─── DATA EXCERPTS

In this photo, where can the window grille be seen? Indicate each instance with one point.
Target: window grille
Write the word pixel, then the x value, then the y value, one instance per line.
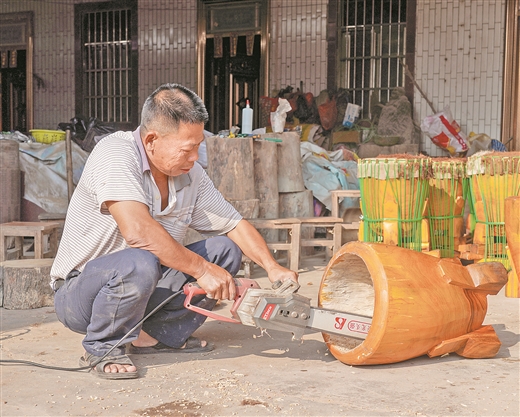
pixel 107 64
pixel 372 49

──────

Can you retype every line of the items above word for word, leaving out the pictures?

** RESULT FOR THIS TASK **
In this photo, where can the window grille be seen? Indicate each instance with one point.
Target: window grille
Write the word pixel, then the x value, then the y value, one instance per line.
pixel 107 64
pixel 372 49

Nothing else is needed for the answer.